Set task -> Output the full material exactly as it appears here.

**** Data ****

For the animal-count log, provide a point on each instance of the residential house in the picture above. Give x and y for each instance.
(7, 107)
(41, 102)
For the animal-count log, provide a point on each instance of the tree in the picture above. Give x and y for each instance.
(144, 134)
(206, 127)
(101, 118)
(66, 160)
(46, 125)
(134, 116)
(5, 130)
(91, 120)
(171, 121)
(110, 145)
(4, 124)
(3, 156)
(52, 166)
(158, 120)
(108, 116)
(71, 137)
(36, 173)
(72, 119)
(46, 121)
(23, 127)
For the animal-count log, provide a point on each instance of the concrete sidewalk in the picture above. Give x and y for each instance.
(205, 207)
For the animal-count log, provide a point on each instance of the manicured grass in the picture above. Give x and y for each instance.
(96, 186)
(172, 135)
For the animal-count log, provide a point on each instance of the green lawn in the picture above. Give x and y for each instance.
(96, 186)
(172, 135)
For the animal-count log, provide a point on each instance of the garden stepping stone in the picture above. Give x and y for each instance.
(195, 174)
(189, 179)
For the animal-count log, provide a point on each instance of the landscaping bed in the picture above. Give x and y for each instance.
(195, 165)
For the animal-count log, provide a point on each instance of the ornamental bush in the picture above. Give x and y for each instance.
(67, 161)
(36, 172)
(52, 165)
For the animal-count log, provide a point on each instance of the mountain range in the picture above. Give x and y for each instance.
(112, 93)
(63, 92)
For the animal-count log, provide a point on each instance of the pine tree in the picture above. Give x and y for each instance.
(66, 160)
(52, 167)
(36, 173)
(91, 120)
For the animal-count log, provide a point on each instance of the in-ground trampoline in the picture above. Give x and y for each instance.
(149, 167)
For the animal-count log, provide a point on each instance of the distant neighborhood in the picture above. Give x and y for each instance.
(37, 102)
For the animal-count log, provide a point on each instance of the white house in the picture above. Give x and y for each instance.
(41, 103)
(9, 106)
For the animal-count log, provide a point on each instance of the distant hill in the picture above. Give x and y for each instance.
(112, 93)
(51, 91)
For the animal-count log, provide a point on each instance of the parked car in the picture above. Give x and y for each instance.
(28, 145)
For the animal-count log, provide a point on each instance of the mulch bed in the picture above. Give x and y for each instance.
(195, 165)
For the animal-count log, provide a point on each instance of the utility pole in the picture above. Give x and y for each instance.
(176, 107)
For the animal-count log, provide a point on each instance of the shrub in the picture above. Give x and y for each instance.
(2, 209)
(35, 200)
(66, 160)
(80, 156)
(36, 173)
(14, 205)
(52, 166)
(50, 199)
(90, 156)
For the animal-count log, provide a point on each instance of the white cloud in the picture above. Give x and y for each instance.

****

Solution to the exercise ->
For the animal-count log, provide a point on each instance of the residential house in the picture above. Give x and y for each instance.
(7, 107)
(41, 102)
For the animal-count log, provide a point on each instance of the tree in the picture above. Give x and y for each instance.
(144, 134)
(206, 127)
(101, 118)
(66, 160)
(46, 125)
(134, 116)
(5, 130)
(91, 120)
(171, 121)
(110, 145)
(4, 124)
(3, 156)
(52, 166)
(158, 120)
(108, 116)
(71, 137)
(36, 173)
(72, 119)
(46, 121)
(23, 127)
For the animal-count log, provide a point on each instance of the concrete sidewalk in the picture above. Give x and y for each instance.
(205, 207)
For the animal-count log, provide a point on each instance of the manicured grass in the picture above. Give x and y for each instance.
(96, 186)
(172, 135)
For the animal-count log, provide a point on each instance of the green lawn in the picture above. Give x and y for each instance.
(96, 186)
(172, 135)
For the animal-count log, provide a point on each instance of the garden stepping stone in the picture above. Give x and y for each instance.
(195, 174)
(189, 179)
For the animal-count log, provide a point on each instance of the landscaping bed in the picture above. Give x and y for each instance.
(195, 165)
For the animal-count log, provide a point on each instance of the ornamental bush in the picture above. Give x and y for each instance.
(67, 161)
(36, 172)
(52, 165)
For the animal-count log, provide a point on each instance of the mountain range in the picture above. Give x and y for each instance.
(112, 93)
(63, 92)
For the animal-count log, provide a point on each instance of the pine tree in the picture above. Give x and y for each instance.
(66, 160)
(52, 167)
(36, 173)
(91, 120)
For the animal-count log, provide a point on each instance of the in-ground trampoline in the picture above. Give x and y for each instance.
(149, 167)
For the animal-count log, provide a point on each instance of the distant neighborhood in the picture above. Give x and y for each instance.
(37, 102)
For the animal-count log, provide a point on each instance of the white house in the picture above. Give x and y for each instance.
(41, 103)
(9, 106)
For the animal-count log, provide a point on each instance of the distant hill in the picture above. Give x and y for each instance.
(112, 93)
(51, 91)
For the animal-count log, provide a point on each instance of the parked car in the picture above. Give x and y for each instance.
(28, 145)
For the animal-count log, provide a point on each instance of the mulch bed in the picture above. Give x and y for each instance.
(195, 165)
For the animal-count log, provide a point on each instance of the utility pole in the picture above. Give x and y for each instance.
(176, 107)
For the animal-count log, provide a point on each instance of the shrub in the picture above. Give x and y for each instance.
(2, 209)
(35, 200)
(66, 160)
(80, 156)
(36, 173)
(14, 205)
(52, 166)
(50, 199)
(90, 156)
For the animal-count log, provide a point on each instance of the white cloud in the picture above. Give x and y for each instance.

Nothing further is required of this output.